### Instructions to follow
Filter these entries down to the lines that hold the word "hair", and show each of them.

### Source material
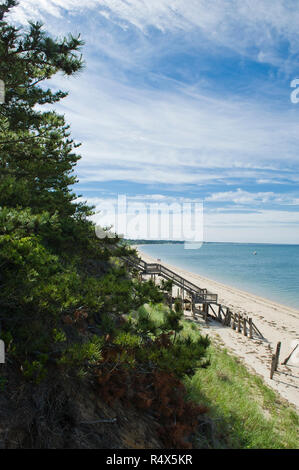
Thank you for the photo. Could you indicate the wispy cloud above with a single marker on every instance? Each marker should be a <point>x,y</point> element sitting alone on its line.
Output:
<point>190,99</point>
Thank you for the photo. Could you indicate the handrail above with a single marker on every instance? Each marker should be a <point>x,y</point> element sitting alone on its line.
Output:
<point>156,268</point>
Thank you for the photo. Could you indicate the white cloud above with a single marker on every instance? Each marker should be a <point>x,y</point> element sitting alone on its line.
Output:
<point>251,27</point>
<point>242,197</point>
<point>143,135</point>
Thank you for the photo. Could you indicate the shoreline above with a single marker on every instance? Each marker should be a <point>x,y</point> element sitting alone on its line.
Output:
<point>292,311</point>
<point>277,323</point>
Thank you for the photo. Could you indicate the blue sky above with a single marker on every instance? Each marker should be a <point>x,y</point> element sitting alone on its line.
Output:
<point>184,100</point>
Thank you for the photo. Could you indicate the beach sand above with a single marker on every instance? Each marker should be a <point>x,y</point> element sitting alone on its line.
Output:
<point>276,322</point>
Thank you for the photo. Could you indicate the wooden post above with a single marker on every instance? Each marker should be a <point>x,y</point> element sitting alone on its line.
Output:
<point>193,307</point>
<point>273,362</point>
<point>290,355</point>
<point>244,327</point>
<point>205,312</point>
<point>224,317</point>
<point>219,313</point>
<point>239,323</point>
<point>277,354</point>
<point>250,328</point>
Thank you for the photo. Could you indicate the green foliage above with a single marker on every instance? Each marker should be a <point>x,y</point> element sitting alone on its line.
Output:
<point>35,371</point>
<point>246,413</point>
<point>78,355</point>
<point>58,280</point>
<point>152,327</point>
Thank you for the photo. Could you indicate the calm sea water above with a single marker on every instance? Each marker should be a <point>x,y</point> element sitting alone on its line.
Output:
<point>272,273</point>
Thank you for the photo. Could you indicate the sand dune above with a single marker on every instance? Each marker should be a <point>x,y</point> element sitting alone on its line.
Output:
<point>276,322</point>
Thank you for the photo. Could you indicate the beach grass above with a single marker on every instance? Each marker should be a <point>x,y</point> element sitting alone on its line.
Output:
<point>244,413</point>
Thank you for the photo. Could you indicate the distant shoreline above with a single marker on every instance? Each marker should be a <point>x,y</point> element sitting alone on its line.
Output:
<point>277,323</point>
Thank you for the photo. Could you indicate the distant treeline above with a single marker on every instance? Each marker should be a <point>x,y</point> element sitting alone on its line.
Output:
<point>153,242</point>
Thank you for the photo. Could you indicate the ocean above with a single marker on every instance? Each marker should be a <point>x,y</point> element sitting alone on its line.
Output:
<point>272,273</point>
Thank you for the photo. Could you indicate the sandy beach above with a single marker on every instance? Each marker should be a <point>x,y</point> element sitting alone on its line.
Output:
<point>276,322</point>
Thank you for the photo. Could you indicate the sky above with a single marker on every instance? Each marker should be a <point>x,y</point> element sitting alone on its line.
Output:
<point>182,101</point>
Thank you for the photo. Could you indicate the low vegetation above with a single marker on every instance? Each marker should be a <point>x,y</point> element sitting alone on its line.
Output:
<point>78,325</point>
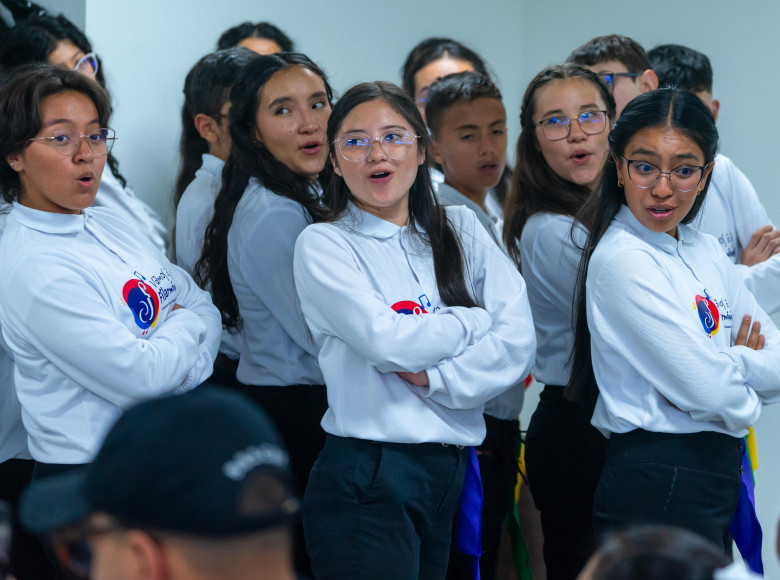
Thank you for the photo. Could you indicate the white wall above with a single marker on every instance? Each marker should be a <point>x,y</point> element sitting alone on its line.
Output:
<point>148,46</point>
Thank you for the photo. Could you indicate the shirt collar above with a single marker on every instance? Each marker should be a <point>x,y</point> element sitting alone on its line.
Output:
<point>661,240</point>
<point>48,222</point>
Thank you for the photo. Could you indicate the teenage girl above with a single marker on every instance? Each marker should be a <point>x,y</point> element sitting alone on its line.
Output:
<point>420,319</point>
<point>670,345</point>
<point>57,41</point>
<point>270,193</point>
<point>565,117</point>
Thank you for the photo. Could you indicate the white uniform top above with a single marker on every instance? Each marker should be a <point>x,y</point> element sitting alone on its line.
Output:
<point>86,309</point>
<point>732,213</point>
<point>193,214</point>
<point>662,315</point>
<point>276,347</point>
<point>363,281</point>
<point>124,201</point>
<point>13,437</point>
<point>507,405</point>
<point>550,261</point>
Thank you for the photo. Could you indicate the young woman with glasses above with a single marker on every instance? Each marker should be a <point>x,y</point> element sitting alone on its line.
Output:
<point>270,192</point>
<point>95,316</point>
<point>419,319</point>
<point>671,348</point>
<point>56,41</point>
<point>565,117</point>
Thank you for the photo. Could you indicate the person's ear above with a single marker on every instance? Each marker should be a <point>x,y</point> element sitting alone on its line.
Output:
<point>648,81</point>
<point>715,108</point>
<point>207,127</point>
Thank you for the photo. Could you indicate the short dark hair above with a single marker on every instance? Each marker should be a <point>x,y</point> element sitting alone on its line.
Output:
<point>454,88</point>
<point>432,49</point>
<point>682,67</point>
<point>232,36</point>
<point>21,97</point>
<point>206,89</point>
<point>612,47</point>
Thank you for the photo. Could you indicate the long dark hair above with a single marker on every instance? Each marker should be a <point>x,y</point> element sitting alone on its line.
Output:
<point>34,39</point>
<point>21,97</point>
<point>206,89</point>
<point>535,186</point>
<point>667,107</point>
<point>250,159</point>
<point>425,213</point>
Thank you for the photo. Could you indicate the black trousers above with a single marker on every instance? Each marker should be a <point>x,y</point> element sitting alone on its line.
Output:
<point>28,558</point>
<point>297,411</point>
<point>685,480</point>
<point>382,511</point>
<point>564,455</point>
<point>497,457</point>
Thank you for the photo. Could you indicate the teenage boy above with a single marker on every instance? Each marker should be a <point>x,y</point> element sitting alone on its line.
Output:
<point>467,120</point>
<point>733,213</point>
<point>188,487</point>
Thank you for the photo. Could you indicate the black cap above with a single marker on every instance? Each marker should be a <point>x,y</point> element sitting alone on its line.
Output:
<point>206,463</point>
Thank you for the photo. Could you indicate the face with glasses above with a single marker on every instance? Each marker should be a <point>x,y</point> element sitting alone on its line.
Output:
<point>662,171</point>
<point>571,129</point>
<point>68,55</point>
<point>60,168</point>
<point>376,153</point>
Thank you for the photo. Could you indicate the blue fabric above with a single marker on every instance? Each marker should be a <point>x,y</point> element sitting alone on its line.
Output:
<point>468,522</point>
<point>745,527</point>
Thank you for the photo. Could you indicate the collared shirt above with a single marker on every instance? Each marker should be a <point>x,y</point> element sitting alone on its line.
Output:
<point>550,261</point>
<point>276,348</point>
<point>732,213</point>
<point>662,315</point>
<point>193,214</point>
<point>86,308</point>
<point>369,294</point>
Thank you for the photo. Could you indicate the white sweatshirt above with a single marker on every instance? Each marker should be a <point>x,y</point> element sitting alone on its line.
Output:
<point>732,213</point>
<point>369,294</point>
<point>662,315</point>
<point>276,348</point>
<point>86,309</point>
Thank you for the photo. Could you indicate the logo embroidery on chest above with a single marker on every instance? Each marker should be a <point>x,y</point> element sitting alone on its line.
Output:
<point>708,314</point>
<point>143,302</point>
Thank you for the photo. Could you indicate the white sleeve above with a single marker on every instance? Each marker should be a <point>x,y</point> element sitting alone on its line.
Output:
<point>266,262</point>
<point>71,325</point>
<point>505,355</point>
<point>198,302</point>
<point>634,309</point>
<point>338,300</point>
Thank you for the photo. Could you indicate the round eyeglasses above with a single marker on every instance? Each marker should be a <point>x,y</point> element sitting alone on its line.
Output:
<point>558,127</point>
<point>99,141</point>
<point>395,144</point>
<point>87,64</point>
<point>683,178</point>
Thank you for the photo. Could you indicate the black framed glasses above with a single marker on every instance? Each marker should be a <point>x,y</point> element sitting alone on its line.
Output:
<point>67,142</point>
<point>683,178</point>
<point>395,144</point>
<point>609,78</point>
<point>559,126</point>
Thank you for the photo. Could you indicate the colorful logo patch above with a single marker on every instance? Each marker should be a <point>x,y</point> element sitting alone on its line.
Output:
<point>708,314</point>
<point>142,301</point>
<point>408,307</point>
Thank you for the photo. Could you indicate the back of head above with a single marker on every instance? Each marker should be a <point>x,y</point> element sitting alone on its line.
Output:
<point>611,47</point>
<point>432,49</point>
<point>654,552</point>
<point>21,98</point>
<point>206,90</point>
<point>681,67</point>
<point>454,88</point>
<point>232,36</point>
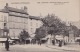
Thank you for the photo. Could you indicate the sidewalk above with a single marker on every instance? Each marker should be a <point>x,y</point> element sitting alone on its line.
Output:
<point>65,48</point>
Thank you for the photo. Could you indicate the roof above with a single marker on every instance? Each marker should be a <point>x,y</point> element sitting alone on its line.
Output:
<point>34,17</point>
<point>8,9</point>
<point>17,10</point>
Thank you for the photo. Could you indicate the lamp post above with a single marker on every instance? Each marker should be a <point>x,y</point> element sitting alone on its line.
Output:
<point>5,31</point>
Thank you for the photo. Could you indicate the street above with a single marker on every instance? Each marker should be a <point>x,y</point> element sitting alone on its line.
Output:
<point>31,48</point>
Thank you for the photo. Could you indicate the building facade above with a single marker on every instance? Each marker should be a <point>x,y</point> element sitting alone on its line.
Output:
<point>15,20</point>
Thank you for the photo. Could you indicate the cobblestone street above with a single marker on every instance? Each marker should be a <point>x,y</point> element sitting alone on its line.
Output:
<point>31,48</point>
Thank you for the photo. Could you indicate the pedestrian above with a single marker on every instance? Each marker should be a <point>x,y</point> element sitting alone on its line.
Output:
<point>60,43</point>
<point>7,45</point>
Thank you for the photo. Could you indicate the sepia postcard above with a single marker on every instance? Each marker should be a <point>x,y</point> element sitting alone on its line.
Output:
<point>39,25</point>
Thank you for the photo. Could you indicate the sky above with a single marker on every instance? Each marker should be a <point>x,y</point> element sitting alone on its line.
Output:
<point>66,10</point>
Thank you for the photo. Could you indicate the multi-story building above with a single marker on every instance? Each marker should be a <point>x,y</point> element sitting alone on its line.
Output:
<point>15,20</point>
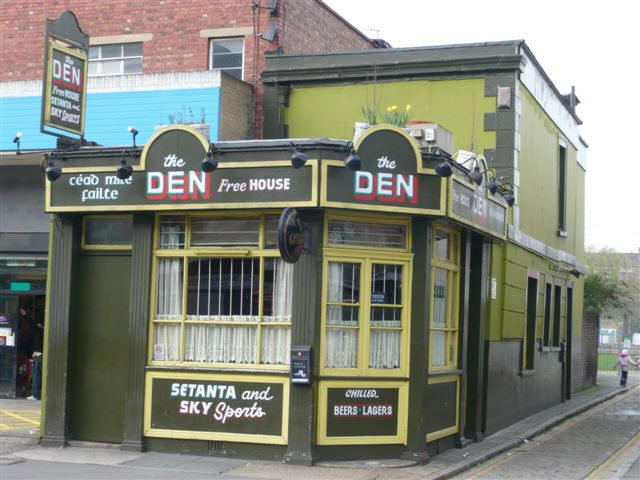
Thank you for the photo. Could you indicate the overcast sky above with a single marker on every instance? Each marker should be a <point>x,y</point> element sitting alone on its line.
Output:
<point>592,45</point>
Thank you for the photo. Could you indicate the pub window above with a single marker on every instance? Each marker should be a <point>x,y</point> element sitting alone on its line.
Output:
<point>226,54</point>
<point>366,234</point>
<point>443,334</point>
<point>557,325</point>
<point>107,232</point>
<point>222,293</point>
<point>530,332</point>
<point>548,302</point>
<point>365,299</point>
<point>115,59</point>
<point>562,189</point>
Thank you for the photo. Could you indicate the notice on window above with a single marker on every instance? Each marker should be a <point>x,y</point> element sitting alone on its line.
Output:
<point>217,406</point>
<point>65,88</point>
<point>355,412</point>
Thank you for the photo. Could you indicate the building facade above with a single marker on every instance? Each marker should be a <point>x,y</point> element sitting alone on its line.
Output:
<point>150,64</point>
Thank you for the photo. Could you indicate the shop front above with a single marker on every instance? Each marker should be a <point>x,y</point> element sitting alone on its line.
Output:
<point>262,310</point>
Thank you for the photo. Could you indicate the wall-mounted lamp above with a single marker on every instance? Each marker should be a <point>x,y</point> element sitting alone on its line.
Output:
<point>125,170</point>
<point>210,162</point>
<point>352,160</point>
<point>52,171</point>
<point>492,185</point>
<point>298,158</point>
<point>133,132</point>
<point>16,140</point>
<point>506,190</point>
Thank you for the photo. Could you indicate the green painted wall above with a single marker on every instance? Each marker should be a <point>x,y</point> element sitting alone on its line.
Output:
<point>538,199</point>
<point>330,111</point>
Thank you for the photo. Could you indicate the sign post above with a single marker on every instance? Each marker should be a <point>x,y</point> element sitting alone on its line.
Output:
<point>64,86</point>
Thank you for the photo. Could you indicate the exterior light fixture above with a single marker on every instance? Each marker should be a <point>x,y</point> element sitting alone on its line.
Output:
<point>352,160</point>
<point>16,140</point>
<point>475,175</point>
<point>133,132</point>
<point>298,158</point>
<point>125,170</point>
<point>444,169</point>
<point>209,163</point>
<point>492,185</point>
<point>53,171</point>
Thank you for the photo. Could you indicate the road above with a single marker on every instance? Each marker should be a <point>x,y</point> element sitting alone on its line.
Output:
<point>601,443</point>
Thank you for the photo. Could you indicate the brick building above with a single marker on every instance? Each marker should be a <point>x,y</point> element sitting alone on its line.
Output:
<point>150,63</point>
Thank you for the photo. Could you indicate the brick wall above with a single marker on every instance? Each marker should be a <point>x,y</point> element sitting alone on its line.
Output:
<point>176,45</point>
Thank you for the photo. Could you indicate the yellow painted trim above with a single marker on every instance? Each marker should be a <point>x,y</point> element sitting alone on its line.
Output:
<point>55,44</point>
<point>453,429</point>
<point>466,221</point>
<point>403,393</point>
<point>452,325</point>
<point>233,437</point>
<point>85,246</point>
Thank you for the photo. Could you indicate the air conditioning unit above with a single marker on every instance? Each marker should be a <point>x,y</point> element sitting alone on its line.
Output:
<point>430,134</point>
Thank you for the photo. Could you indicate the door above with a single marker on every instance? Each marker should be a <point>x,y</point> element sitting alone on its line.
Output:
<point>8,338</point>
<point>98,348</point>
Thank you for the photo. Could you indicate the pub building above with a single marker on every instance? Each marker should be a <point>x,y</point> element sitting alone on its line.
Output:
<point>282,299</point>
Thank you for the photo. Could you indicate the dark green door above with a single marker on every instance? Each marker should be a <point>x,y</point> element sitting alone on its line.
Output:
<point>98,348</point>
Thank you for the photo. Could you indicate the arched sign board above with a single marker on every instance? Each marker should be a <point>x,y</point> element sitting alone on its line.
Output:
<point>392,177</point>
<point>169,176</point>
<point>290,235</point>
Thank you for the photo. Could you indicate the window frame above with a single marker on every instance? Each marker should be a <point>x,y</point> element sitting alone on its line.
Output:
<point>242,64</point>
<point>452,328</point>
<point>366,257</point>
<point>121,59</point>
<point>187,253</point>
<point>105,246</point>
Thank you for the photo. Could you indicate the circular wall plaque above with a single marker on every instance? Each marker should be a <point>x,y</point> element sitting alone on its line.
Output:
<point>290,235</point>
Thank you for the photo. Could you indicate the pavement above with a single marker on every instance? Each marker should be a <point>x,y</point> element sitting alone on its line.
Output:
<point>20,457</point>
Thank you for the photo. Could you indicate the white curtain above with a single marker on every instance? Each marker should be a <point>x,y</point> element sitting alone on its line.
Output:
<point>341,349</point>
<point>438,348</point>
<point>169,307</point>
<point>384,348</point>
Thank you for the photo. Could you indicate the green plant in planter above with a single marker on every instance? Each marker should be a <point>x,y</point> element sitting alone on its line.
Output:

### Solved exercise
Thank you for the photo. Could you indicate the short dark hair above with a single marker on every instance? Each marker should be a <point>x,y</point> element sitting alone on its line.
Thank you for the photo. Could you indicate the long dark hair above with a single marker on every instance? Each marker should be a <point>x,y</point> element sitting alone on its line.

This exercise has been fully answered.